● **Your task**: Line by line, please look for the word "below" in the following records, then copy each line you find it in.

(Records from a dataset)
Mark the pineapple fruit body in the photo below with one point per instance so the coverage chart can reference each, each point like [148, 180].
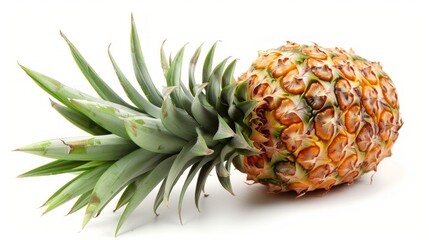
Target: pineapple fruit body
[324, 117]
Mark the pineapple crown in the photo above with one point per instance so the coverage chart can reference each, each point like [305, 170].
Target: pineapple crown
[149, 142]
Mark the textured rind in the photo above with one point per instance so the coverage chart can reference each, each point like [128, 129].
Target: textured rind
[324, 117]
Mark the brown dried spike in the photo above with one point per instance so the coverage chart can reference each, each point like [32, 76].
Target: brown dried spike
[298, 187]
[261, 90]
[389, 92]
[272, 103]
[347, 166]
[343, 93]
[385, 124]
[293, 83]
[324, 124]
[350, 177]
[336, 149]
[290, 136]
[285, 170]
[285, 113]
[316, 96]
[264, 59]
[344, 66]
[327, 184]
[319, 174]
[257, 161]
[364, 138]
[352, 119]
[320, 69]
[290, 46]
[367, 72]
[281, 67]
[315, 52]
[307, 157]
[369, 75]
[371, 159]
[370, 100]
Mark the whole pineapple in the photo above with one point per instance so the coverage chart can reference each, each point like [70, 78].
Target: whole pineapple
[301, 118]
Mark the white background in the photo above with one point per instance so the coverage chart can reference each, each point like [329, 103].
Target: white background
[392, 32]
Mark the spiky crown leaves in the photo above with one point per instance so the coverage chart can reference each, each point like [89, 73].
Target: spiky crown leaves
[137, 147]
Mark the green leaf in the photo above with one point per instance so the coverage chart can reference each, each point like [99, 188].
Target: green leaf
[93, 148]
[192, 173]
[56, 89]
[118, 176]
[79, 185]
[227, 94]
[101, 87]
[201, 181]
[132, 93]
[108, 115]
[228, 74]
[159, 197]
[150, 134]
[214, 86]
[208, 62]
[204, 114]
[128, 193]
[165, 64]
[179, 97]
[144, 187]
[79, 120]
[54, 167]
[191, 150]
[177, 120]
[81, 202]
[221, 171]
[191, 72]
[223, 130]
[140, 69]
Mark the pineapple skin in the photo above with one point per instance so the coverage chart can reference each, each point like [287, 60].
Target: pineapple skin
[323, 117]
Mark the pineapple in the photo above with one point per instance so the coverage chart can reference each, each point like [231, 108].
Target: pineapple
[302, 118]
[322, 117]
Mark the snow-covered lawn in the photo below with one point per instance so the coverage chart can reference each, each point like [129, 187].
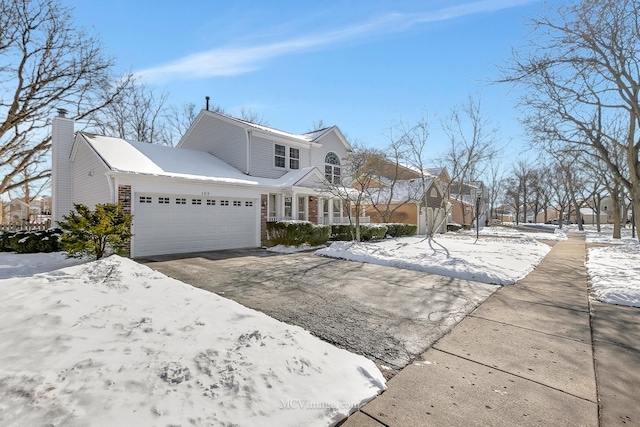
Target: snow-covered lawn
[614, 271]
[525, 231]
[112, 342]
[13, 264]
[615, 274]
[494, 260]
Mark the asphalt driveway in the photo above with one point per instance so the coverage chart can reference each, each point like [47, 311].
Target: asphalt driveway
[387, 314]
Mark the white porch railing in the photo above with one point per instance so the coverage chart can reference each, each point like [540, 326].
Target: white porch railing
[344, 220]
[323, 221]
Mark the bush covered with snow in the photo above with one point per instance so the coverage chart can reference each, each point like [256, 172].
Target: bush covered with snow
[346, 232]
[401, 230]
[97, 233]
[29, 242]
[296, 233]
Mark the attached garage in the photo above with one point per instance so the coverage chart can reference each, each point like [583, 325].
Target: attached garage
[174, 223]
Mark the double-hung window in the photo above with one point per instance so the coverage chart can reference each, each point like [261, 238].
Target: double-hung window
[332, 168]
[280, 156]
[286, 157]
[294, 158]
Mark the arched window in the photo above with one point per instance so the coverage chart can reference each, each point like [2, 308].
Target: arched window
[332, 167]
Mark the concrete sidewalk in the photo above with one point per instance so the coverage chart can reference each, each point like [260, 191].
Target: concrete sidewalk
[524, 357]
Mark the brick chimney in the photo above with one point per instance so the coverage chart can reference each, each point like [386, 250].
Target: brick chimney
[61, 167]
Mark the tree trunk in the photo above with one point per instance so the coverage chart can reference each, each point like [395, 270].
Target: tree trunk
[615, 205]
[597, 200]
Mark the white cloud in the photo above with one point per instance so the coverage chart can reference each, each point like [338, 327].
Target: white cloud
[233, 60]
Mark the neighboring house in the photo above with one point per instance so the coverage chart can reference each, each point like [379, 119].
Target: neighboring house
[589, 216]
[17, 211]
[216, 189]
[404, 195]
[465, 198]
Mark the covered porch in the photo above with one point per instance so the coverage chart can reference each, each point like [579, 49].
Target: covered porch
[306, 206]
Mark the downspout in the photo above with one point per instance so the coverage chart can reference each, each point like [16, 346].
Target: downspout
[248, 168]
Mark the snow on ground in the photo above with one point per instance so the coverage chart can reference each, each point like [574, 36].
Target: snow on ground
[283, 249]
[553, 232]
[494, 260]
[605, 235]
[13, 264]
[112, 342]
[614, 272]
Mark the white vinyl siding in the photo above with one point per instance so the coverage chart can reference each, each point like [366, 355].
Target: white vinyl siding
[91, 186]
[227, 141]
[262, 159]
[193, 223]
[330, 142]
[62, 168]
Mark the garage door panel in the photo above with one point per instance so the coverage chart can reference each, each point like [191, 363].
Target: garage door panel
[174, 228]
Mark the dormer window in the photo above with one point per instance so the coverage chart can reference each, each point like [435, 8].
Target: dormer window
[332, 168]
[294, 158]
[283, 156]
[280, 156]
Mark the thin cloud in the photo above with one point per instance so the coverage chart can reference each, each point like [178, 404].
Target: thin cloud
[233, 60]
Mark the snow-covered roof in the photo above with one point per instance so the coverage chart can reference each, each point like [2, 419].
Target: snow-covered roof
[142, 158]
[403, 191]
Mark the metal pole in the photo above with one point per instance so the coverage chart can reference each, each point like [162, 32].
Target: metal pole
[477, 218]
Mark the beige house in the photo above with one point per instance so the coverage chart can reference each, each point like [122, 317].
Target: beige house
[403, 195]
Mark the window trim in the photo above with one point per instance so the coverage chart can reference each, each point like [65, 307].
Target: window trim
[277, 156]
[335, 166]
[291, 156]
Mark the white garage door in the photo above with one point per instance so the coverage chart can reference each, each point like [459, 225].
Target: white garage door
[169, 223]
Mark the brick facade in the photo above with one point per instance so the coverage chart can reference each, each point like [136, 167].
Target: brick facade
[313, 209]
[124, 200]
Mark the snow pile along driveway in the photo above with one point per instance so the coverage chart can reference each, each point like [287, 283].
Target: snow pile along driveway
[114, 343]
[493, 260]
[614, 273]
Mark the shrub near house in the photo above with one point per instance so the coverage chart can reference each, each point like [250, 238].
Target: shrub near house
[24, 242]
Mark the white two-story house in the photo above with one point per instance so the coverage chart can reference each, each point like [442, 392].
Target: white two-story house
[216, 189]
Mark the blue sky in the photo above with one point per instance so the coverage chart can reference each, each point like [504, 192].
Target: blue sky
[361, 65]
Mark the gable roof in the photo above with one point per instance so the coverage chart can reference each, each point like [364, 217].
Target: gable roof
[141, 158]
[309, 137]
[403, 191]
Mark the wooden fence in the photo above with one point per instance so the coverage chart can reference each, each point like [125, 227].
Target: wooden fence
[25, 227]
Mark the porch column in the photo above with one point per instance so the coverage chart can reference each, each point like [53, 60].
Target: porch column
[313, 209]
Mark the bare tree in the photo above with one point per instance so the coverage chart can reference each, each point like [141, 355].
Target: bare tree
[137, 113]
[180, 119]
[47, 62]
[495, 183]
[357, 178]
[251, 116]
[472, 144]
[581, 72]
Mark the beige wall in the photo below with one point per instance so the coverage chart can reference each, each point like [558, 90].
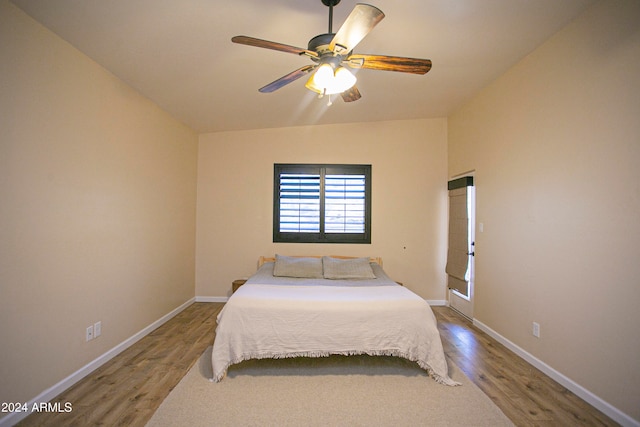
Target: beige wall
[555, 143]
[235, 198]
[97, 209]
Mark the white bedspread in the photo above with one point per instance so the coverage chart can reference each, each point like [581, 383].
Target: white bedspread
[272, 321]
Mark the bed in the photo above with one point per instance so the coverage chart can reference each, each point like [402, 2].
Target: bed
[320, 306]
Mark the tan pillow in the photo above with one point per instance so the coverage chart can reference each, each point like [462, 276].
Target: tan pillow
[286, 266]
[356, 268]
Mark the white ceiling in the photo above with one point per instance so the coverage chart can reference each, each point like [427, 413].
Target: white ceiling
[179, 53]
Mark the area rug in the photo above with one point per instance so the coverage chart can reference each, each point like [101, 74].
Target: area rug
[327, 391]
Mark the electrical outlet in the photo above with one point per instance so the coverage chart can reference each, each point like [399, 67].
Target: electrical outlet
[536, 329]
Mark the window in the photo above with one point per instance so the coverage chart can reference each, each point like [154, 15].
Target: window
[322, 203]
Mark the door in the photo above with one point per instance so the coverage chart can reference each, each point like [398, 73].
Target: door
[461, 252]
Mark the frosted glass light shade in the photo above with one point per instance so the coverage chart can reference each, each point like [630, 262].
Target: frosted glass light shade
[325, 82]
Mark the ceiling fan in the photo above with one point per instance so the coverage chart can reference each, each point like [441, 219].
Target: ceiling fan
[331, 51]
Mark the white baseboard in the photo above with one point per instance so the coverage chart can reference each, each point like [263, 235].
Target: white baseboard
[595, 401]
[437, 302]
[212, 299]
[52, 392]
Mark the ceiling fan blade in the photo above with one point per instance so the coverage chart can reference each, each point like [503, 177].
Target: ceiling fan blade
[350, 95]
[252, 41]
[358, 24]
[285, 80]
[389, 63]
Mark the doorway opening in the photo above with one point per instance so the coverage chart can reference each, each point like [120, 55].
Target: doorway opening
[460, 257]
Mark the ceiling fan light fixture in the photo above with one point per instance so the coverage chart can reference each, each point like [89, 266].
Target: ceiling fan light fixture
[327, 82]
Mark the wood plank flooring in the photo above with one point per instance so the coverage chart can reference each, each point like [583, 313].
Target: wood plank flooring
[128, 389]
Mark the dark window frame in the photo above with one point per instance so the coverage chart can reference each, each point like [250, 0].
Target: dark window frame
[321, 236]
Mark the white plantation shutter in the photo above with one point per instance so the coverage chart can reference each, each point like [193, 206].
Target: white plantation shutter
[322, 203]
[299, 203]
[344, 203]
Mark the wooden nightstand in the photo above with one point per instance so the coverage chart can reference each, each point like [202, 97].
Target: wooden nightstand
[237, 283]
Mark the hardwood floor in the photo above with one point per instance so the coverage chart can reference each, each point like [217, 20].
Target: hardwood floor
[128, 389]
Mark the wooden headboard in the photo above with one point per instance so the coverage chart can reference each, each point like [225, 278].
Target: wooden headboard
[264, 259]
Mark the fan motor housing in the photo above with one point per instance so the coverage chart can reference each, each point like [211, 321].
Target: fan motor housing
[320, 43]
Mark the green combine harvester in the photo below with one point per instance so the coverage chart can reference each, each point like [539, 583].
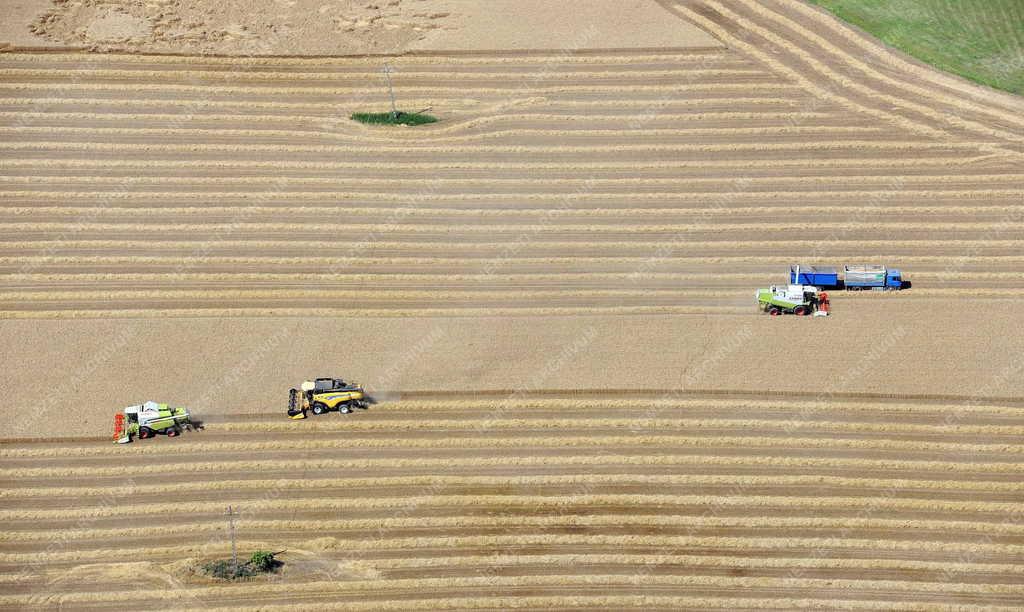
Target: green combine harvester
[147, 420]
[792, 299]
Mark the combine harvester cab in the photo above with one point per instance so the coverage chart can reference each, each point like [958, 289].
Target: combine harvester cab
[147, 420]
[792, 299]
[323, 395]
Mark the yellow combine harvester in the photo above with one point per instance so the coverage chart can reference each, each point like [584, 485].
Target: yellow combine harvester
[324, 395]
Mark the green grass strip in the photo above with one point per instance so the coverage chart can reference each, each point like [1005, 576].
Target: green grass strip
[981, 40]
[399, 118]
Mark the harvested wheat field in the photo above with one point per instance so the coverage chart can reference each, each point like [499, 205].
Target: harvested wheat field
[494, 501]
[549, 292]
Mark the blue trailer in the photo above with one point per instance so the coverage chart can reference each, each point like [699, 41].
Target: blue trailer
[825, 277]
[867, 277]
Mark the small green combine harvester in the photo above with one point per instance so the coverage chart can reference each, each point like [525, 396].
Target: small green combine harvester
[793, 299]
[147, 420]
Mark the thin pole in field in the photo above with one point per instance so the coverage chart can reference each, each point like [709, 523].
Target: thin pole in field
[387, 75]
[230, 529]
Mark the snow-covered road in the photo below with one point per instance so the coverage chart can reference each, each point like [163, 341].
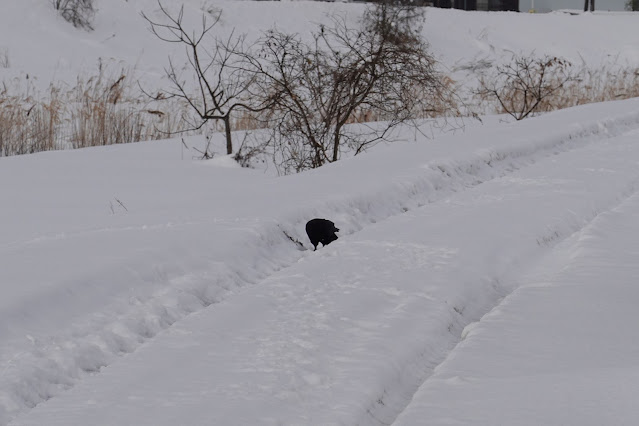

● **Solution**:
Mark the pineapple fruit body in the photo below with one point per instance so the coverage chart can reference each, each point like [148, 180].
Mark the snow-covered lawn in the photo below with one point per instance so the coverage chart can reference each, each point like [129, 187].
Mark the beige wall in the photo below with one point per instance so the coverage chart can reference each, each point like [558, 90].
Mark the green combine harvester in the photo below with one point per instance so the coverage chart can reference each, each point like [539, 583].
Mark the snow-covered road in the photo below with one point per instance so the coverage chart can reference each, each point like [163, 341].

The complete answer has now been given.